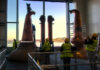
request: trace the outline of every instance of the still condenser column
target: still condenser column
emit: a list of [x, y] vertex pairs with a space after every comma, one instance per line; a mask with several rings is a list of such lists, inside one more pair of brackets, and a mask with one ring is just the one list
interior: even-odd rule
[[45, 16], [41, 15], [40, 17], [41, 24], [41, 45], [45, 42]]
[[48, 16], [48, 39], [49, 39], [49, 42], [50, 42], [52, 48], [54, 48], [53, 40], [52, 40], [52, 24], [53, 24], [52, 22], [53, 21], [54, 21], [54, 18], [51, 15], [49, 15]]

---

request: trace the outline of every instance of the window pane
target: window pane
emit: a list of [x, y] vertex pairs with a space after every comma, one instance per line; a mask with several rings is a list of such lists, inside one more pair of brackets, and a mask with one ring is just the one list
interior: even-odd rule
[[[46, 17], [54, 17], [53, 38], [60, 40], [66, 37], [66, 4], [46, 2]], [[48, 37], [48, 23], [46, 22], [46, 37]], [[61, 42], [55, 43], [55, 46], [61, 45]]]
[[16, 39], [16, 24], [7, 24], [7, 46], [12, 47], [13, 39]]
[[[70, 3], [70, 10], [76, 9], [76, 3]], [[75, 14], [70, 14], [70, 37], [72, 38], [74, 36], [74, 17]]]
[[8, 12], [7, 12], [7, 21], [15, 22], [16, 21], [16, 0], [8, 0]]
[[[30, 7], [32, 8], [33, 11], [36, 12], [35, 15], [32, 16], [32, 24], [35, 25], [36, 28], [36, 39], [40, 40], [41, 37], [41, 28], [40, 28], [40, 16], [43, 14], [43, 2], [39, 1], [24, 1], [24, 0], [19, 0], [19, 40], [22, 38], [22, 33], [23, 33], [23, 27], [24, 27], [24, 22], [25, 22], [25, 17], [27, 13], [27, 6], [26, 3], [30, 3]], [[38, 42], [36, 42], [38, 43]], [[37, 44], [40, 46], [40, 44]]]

...

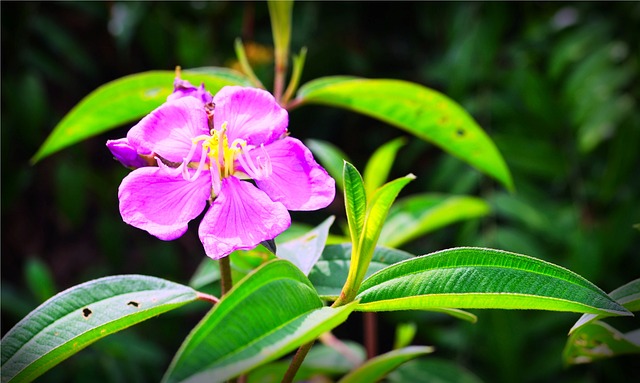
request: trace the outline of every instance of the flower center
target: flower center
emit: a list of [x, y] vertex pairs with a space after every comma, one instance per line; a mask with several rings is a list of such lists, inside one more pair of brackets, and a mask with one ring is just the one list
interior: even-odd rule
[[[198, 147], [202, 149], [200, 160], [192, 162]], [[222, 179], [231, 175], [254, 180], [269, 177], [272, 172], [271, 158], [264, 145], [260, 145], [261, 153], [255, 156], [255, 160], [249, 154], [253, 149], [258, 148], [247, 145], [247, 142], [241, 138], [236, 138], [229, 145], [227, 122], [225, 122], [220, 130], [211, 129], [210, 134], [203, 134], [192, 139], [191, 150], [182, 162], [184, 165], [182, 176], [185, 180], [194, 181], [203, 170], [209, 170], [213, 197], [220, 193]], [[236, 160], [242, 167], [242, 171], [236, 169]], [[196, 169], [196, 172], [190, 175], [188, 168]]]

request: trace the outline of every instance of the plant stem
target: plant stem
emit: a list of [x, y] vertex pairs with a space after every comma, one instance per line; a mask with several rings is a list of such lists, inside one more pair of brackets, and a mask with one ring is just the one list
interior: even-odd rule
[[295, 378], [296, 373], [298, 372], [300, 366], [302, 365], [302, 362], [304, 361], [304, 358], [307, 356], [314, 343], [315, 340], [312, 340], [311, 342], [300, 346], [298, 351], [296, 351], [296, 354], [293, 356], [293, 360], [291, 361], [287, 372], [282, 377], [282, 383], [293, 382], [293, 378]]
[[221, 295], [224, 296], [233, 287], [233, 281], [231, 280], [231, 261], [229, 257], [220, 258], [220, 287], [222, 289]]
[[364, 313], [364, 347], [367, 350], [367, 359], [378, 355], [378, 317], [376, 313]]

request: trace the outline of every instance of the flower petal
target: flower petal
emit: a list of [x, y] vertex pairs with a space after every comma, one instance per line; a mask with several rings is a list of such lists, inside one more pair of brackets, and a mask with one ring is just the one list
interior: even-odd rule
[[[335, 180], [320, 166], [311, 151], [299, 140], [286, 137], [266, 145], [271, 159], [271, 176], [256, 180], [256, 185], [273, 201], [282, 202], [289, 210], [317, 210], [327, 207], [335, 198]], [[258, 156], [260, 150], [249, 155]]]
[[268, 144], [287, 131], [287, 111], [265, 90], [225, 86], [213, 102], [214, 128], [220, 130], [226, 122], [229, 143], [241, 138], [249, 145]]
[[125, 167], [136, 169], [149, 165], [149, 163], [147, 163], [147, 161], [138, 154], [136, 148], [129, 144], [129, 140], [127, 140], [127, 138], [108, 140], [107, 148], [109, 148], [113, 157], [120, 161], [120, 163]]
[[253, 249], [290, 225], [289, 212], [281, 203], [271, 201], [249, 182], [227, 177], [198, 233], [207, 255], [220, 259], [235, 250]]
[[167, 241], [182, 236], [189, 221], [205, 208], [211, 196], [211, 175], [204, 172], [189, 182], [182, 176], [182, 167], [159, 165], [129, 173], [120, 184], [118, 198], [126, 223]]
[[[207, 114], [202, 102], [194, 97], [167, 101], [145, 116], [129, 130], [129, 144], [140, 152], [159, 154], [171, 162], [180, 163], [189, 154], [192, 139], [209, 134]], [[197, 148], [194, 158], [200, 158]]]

### What to work on
Recast the lines as a Markdown table with columns named Row and Line text, giving each row a number and leaving out any blank lines. Include only the lines starting with the line that contains "request: trace the outline of every instance of the window" and going on through the line that contains "[16, 0], [8, 0]]".

### Answer for this exercise
| Row | Line text |
|---|---|
| 1 | request: trace the outline of every instance of the window pane |
| 2 | target: window pane |
| 3 | emit: a list of [x, y] vertex pairs with a space after every comma, one instance per line; a mask with several rings is a list of such lists, inside one more pair of brackets, and a mask with one ring is just the one list |
| 4 | interior: even-odd rule |
| 5 | [[[46, 17], [54, 17], [53, 38], [60, 40], [66, 37], [66, 4], [46, 2]], [[48, 37], [48, 23], [46, 22], [46, 37]], [[61, 42], [55, 43], [55, 46], [61, 45]]] |
| 6 | [[16, 39], [16, 24], [7, 24], [7, 46], [12, 47], [13, 39]] |
| 7 | [[[70, 3], [70, 10], [76, 9], [76, 3]], [[75, 14], [70, 14], [70, 37], [72, 38], [74, 36], [74, 17]]] |
| 8 | [[8, 12], [7, 12], [7, 21], [15, 22], [16, 21], [16, 0], [8, 0]] |